▸ **Work to complete**
Give back each line of the listing below that contains the string "instance".

▸ **Material for the task**
--
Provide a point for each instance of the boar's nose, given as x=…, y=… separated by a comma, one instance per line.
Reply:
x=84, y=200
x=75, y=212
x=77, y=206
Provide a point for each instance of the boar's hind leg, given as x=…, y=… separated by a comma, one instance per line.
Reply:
--
▸ **Result below**
Provide a point for each instance of the boar's nose, given as x=…, y=… separated by a comma, one instance per line.
Provide a point for each instance of the boar's hind leg, given as x=…, y=… separated by a comma, one instance per line.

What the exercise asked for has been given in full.